→ **GIVEN TASK**
Which lines in the records below contain the word "paved"? Pull out every one of them, treating uppercase and lowercase as different.

→ **DATA PROVIDED**
━━━━━━━━━━

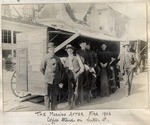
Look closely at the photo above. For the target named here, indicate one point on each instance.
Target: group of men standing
(89, 74)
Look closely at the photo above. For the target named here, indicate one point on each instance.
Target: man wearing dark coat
(129, 63)
(51, 67)
(74, 68)
(85, 58)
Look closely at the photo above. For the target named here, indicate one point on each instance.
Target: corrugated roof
(23, 21)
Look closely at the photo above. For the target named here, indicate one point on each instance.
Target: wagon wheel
(14, 87)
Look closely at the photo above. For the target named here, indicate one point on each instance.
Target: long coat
(51, 67)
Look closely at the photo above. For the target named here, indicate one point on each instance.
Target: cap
(69, 46)
(104, 44)
(50, 45)
(82, 42)
(126, 45)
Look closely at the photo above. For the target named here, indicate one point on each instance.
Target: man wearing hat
(103, 61)
(51, 67)
(85, 57)
(74, 68)
(129, 64)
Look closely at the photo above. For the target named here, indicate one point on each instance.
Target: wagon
(32, 47)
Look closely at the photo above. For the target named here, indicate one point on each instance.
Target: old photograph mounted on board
(74, 56)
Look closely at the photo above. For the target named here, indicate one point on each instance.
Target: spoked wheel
(14, 87)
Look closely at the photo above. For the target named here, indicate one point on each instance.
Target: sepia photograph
(74, 56)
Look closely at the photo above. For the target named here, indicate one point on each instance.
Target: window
(14, 37)
(6, 36)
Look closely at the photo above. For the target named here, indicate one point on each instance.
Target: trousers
(50, 98)
(128, 80)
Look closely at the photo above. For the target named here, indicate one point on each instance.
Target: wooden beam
(66, 42)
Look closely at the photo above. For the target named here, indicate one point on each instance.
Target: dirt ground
(137, 100)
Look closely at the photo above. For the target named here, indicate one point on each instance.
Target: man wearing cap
(74, 67)
(93, 70)
(129, 63)
(85, 58)
(103, 61)
(51, 67)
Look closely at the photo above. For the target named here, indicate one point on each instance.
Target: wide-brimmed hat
(69, 46)
(82, 42)
(50, 45)
(103, 45)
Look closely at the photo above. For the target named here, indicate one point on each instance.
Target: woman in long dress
(103, 60)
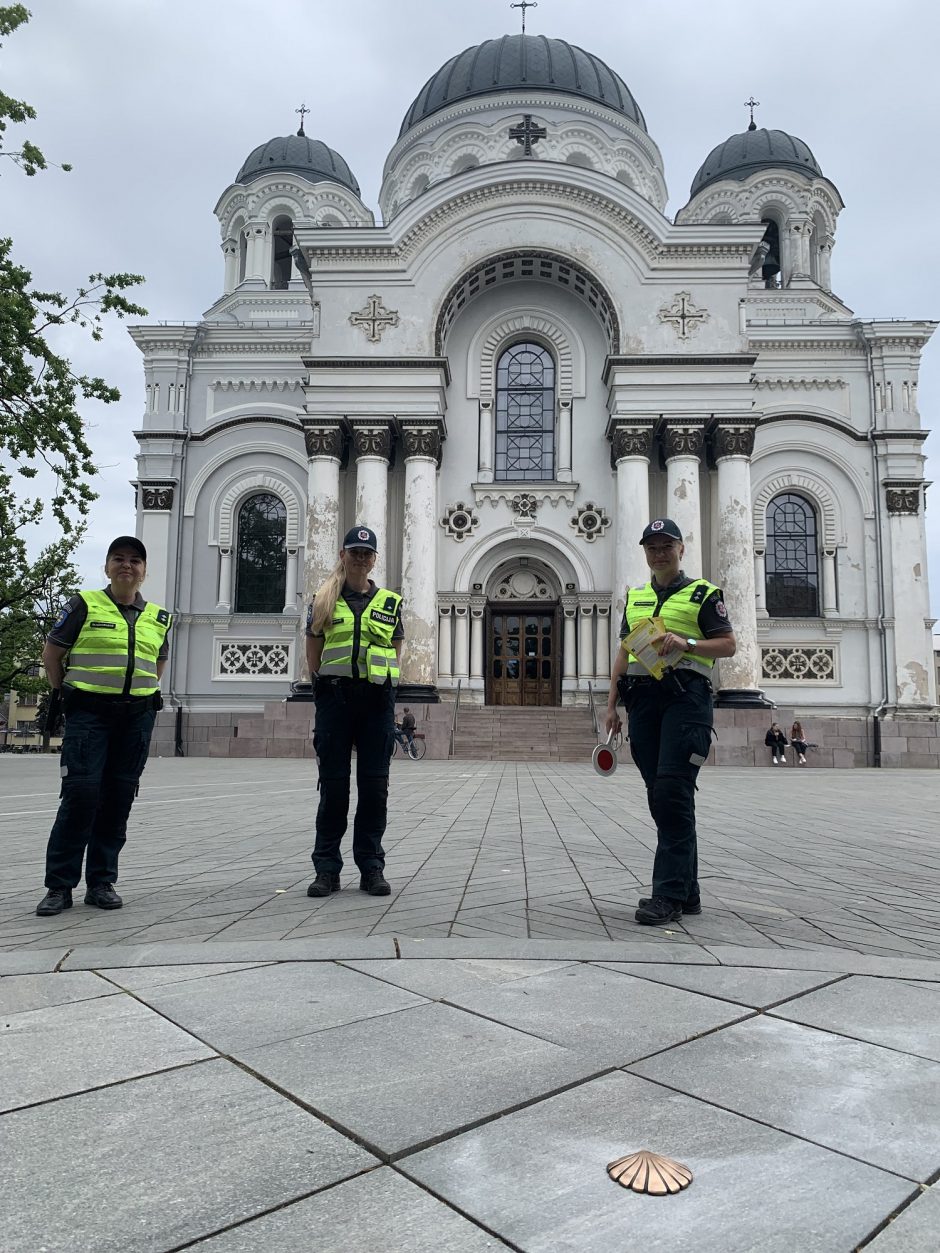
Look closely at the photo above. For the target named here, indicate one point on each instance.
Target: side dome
(519, 63)
(297, 154)
(742, 155)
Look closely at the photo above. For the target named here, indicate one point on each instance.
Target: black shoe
(54, 901)
(688, 906)
(103, 897)
(375, 883)
(659, 910)
(323, 885)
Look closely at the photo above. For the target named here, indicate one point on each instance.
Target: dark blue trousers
(360, 714)
(103, 756)
(671, 732)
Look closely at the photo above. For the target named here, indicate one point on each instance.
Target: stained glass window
(525, 414)
(261, 570)
(792, 559)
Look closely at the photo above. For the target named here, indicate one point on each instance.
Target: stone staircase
(504, 733)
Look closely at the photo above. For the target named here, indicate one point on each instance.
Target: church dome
(297, 154)
(742, 155)
(519, 63)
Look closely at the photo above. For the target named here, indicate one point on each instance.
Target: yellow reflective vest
(678, 614)
(112, 657)
(374, 650)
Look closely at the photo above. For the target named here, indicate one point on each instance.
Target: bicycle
(417, 748)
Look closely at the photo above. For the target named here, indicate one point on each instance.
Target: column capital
(423, 437)
(371, 437)
(629, 437)
(683, 437)
(733, 437)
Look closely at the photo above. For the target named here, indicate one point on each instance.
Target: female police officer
(354, 645)
(105, 652)
(669, 719)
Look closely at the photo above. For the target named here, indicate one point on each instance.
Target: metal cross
(524, 5)
(527, 134)
(374, 318)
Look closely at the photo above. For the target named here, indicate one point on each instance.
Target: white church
(506, 376)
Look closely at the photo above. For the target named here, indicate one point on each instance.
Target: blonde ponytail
(327, 595)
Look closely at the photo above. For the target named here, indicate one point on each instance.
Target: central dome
(519, 63)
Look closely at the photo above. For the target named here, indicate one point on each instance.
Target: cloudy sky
(157, 103)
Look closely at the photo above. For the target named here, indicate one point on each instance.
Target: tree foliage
(41, 426)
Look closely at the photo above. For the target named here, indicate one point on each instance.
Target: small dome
(519, 63)
(297, 154)
(751, 150)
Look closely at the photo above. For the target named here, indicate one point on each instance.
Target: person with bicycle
(354, 648)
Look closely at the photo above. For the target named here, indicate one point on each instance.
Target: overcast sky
(157, 103)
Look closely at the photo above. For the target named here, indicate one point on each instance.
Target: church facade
(505, 380)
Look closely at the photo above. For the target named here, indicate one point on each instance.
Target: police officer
(107, 652)
(669, 719)
(354, 647)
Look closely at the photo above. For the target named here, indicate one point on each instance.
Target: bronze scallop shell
(649, 1173)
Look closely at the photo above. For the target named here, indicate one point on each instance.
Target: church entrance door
(523, 655)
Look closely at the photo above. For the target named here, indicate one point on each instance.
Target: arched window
(261, 570)
(525, 414)
(281, 261)
(791, 559)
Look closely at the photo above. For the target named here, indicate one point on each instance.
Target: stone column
(371, 442)
(445, 663)
(421, 442)
(569, 663)
(478, 608)
(322, 539)
(740, 674)
(461, 638)
(683, 441)
(631, 446)
(910, 603)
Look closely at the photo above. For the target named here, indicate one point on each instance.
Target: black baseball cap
(128, 541)
(361, 536)
(662, 526)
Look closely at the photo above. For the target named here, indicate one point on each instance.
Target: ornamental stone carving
(421, 441)
(323, 441)
(459, 521)
(733, 440)
(904, 498)
(590, 521)
(371, 440)
(683, 440)
(157, 498)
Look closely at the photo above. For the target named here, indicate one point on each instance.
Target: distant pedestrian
(799, 741)
(777, 742)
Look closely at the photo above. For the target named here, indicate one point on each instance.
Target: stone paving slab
(161, 1160)
(65, 1049)
(538, 1178)
(867, 1102)
(374, 1213)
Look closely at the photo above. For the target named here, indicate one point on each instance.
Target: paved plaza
(228, 1065)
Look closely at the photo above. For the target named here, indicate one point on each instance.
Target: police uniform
(355, 707)
(669, 723)
(110, 696)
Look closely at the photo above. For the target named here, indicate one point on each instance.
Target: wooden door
(523, 657)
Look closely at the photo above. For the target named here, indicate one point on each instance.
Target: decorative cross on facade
(683, 315)
(375, 318)
(524, 5)
(528, 134)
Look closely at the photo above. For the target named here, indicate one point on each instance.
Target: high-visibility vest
(678, 614)
(375, 654)
(113, 658)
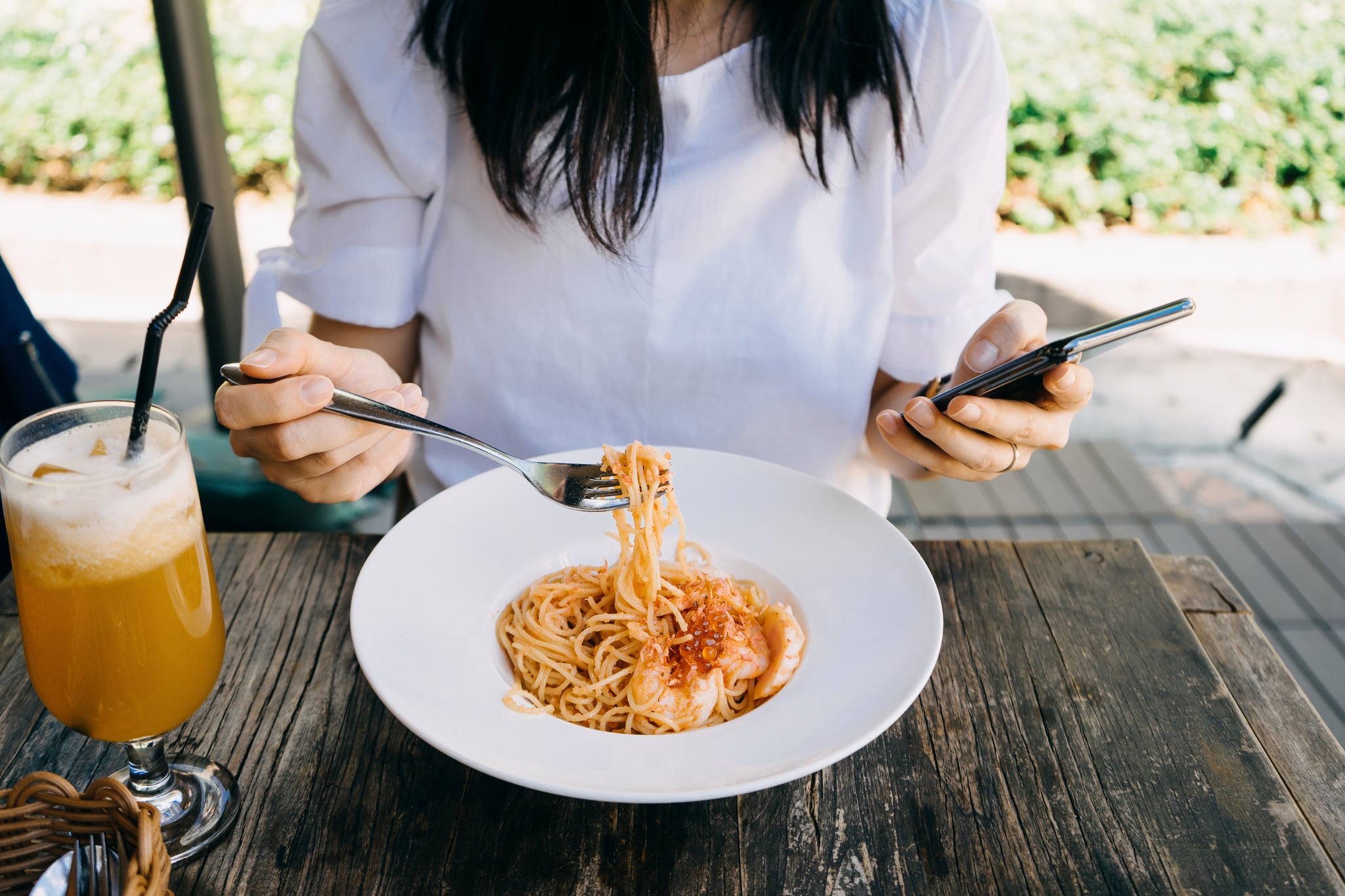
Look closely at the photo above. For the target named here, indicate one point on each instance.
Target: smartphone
(1020, 378)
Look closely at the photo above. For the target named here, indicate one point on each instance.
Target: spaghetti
(646, 645)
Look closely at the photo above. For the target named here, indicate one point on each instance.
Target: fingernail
(261, 358)
(982, 356)
(315, 391)
(969, 413)
(920, 413)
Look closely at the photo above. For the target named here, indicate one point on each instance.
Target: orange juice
(118, 602)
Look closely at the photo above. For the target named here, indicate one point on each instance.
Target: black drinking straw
(155, 333)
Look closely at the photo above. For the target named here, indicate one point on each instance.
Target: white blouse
(757, 305)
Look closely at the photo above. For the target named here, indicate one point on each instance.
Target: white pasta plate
(424, 610)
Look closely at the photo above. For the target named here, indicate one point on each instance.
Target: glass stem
(150, 773)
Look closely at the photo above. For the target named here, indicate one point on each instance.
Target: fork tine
(73, 882)
(591, 494)
(105, 879)
(93, 868)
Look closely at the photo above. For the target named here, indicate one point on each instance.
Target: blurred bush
(84, 104)
(1197, 116)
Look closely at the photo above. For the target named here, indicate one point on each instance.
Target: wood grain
(1197, 585)
(1074, 738)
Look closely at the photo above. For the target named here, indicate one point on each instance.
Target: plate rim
(628, 796)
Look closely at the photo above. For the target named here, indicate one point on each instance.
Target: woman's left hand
(974, 440)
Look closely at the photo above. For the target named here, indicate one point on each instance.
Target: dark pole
(198, 124)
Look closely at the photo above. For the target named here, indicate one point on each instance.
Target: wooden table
(1084, 731)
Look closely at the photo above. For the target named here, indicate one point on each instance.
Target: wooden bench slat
(1016, 500)
(1047, 477)
(931, 500)
(1132, 530)
(1179, 538)
(1254, 578)
(1297, 570)
(1130, 479)
(1034, 531)
(1093, 482)
(974, 501)
(1325, 543)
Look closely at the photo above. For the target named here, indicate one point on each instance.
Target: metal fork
(99, 879)
(583, 486)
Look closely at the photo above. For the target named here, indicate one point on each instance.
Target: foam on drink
(102, 519)
(118, 601)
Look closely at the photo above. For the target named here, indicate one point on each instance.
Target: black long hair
(568, 92)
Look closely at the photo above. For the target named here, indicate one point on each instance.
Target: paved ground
(1271, 309)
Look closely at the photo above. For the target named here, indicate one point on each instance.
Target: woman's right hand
(324, 458)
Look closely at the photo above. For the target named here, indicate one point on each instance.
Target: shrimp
(748, 658)
(688, 702)
(785, 637)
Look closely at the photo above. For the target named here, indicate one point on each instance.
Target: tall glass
(118, 599)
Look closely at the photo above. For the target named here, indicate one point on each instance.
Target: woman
(751, 226)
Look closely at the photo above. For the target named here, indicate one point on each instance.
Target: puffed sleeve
(370, 133)
(946, 195)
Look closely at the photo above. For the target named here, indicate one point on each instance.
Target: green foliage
(1174, 114)
(1197, 116)
(84, 100)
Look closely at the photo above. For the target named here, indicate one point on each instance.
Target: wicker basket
(42, 815)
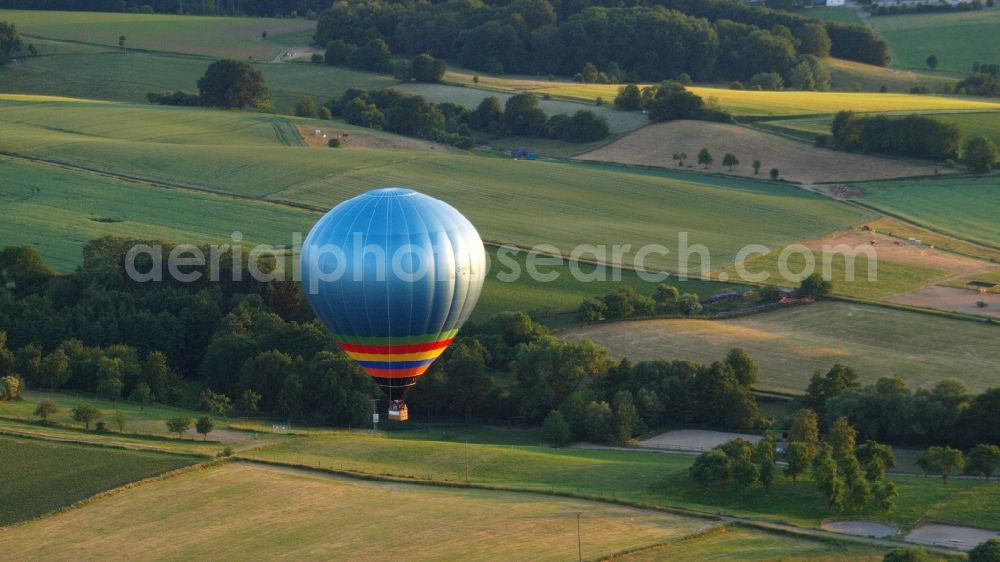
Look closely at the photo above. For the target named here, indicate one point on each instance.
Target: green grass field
(202, 35)
(792, 343)
(973, 124)
(750, 545)
(958, 39)
(845, 75)
(519, 202)
(962, 207)
(34, 200)
(869, 280)
(97, 72)
(246, 511)
(751, 103)
(650, 478)
(40, 476)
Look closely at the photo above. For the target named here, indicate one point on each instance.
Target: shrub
(555, 429)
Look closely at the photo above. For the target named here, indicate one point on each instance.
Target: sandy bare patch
(861, 528)
(907, 252)
(319, 136)
(953, 299)
(797, 161)
(694, 439)
(226, 436)
(952, 536)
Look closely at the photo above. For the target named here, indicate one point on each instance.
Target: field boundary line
(123, 488)
(694, 535)
(779, 527)
(859, 203)
(104, 445)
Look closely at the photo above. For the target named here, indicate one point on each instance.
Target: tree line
(890, 411)
(914, 135)
(263, 8)
(651, 41)
(448, 122)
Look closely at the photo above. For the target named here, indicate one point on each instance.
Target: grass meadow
(34, 198)
(973, 124)
(790, 344)
(963, 207)
(957, 39)
(237, 37)
(752, 103)
(248, 511)
(888, 279)
(99, 72)
(732, 542)
(41, 476)
(518, 202)
(658, 479)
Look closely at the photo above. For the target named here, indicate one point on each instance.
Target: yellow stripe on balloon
(387, 357)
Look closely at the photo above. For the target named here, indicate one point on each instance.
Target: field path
(796, 161)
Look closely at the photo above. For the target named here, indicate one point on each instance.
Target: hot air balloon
(393, 274)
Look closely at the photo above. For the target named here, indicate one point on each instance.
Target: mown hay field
(659, 479)
(526, 203)
(238, 37)
(752, 103)
(86, 71)
(41, 476)
(790, 344)
(243, 511)
(963, 207)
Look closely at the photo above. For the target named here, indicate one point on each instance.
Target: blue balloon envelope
(393, 274)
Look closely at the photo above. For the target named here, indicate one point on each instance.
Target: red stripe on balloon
(404, 348)
(396, 373)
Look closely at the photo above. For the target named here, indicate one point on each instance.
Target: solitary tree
(204, 426)
(10, 41)
(983, 459)
(555, 429)
(143, 395)
(730, 160)
(705, 158)
(45, 409)
(86, 413)
(214, 402)
(231, 83)
(907, 555)
(179, 425)
(980, 155)
(942, 461)
(988, 551)
(798, 457)
(119, 419)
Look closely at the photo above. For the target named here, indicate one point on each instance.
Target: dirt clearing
(694, 439)
(952, 536)
(861, 528)
(796, 161)
(954, 300)
(320, 136)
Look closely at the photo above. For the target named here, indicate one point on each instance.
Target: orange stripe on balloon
(396, 373)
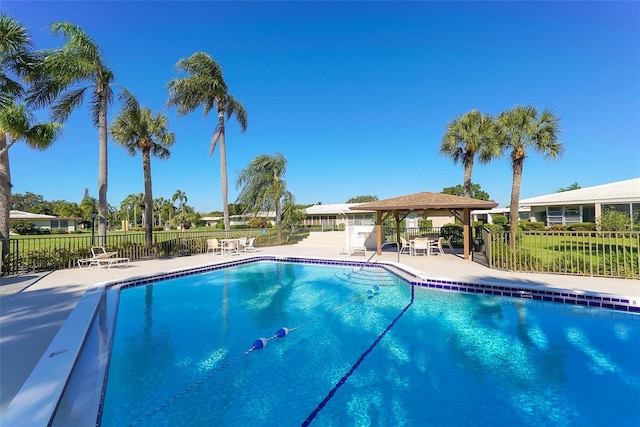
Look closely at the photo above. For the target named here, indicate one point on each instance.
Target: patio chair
(436, 247)
(405, 247)
(214, 246)
(248, 246)
(231, 247)
(420, 244)
(102, 258)
(449, 243)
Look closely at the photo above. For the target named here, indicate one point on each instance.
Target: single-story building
(585, 204)
(45, 222)
(332, 216)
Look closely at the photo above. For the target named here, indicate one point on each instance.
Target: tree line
(515, 132)
(60, 79)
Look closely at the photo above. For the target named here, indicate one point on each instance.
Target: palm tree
(205, 87)
(168, 208)
(137, 129)
(88, 205)
(523, 128)
(16, 59)
(63, 79)
(263, 186)
(468, 136)
(182, 198)
(132, 201)
(16, 125)
(157, 208)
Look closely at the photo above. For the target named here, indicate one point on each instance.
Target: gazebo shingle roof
(426, 200)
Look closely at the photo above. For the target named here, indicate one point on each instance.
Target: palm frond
(61, 110)
(235, 108)
(42, 135)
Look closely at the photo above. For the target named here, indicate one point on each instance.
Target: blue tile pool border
(586, 299)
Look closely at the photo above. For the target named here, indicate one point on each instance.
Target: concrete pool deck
(33, 307)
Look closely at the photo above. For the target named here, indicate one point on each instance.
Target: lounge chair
(357, 246)
(436, 247)
(420, 245)
(214, 246)
(248, 246)
(102, 258)
(405, 247)
(231, 246)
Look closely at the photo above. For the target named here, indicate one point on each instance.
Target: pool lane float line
(258, 344)
(261, 343)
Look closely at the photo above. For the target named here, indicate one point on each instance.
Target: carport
(423, 203)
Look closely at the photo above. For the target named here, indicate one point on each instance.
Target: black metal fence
(586, 253)
(53, 252)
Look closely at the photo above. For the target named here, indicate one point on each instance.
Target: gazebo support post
(466, 228)
(379, 236)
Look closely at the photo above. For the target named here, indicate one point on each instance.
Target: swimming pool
(183, 353)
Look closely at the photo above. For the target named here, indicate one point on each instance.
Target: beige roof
(627, 191)
(426, 200)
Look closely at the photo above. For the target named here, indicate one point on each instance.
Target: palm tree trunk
(515, 198)
(148, 199)
(223, 170)
(5, 194)
(279, 220)
(102, 168)
(468, 167)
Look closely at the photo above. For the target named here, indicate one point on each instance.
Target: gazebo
(401, 207)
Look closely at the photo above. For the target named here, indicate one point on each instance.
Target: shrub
(24, 227)
(454, 230)
(531, 226)
(558, 227)
(501, 220)
(425, 223)
(583, 226)
(614, 221)
(494, 227)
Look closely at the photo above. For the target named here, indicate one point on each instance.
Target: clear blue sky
(355, 95)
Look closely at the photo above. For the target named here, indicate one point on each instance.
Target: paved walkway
(33, 307)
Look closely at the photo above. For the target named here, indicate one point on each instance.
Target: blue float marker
(375, 290)
(282, 332)
(259, 343)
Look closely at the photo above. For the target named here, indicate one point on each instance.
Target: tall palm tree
(263, 186)
(157, 208)
(182, 198)
(132, 201)
(16, 59)
(204, 86)
(137, 129)
(16, 125)
(168, 208)
(522, 129)
(64, 77)
(469, 136)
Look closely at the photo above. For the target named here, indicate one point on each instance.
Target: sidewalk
(33, 307)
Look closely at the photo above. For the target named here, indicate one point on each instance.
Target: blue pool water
(404, 357)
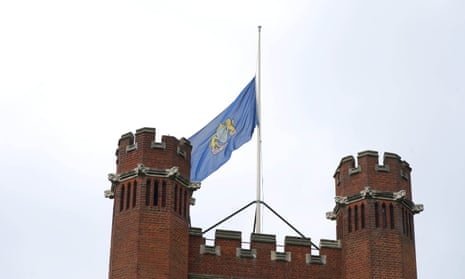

━━━━━━━━━━

→ **SOLUTION TO THIS TASK**
Target: paved plaza
Target: paved ground
Target: paved walkway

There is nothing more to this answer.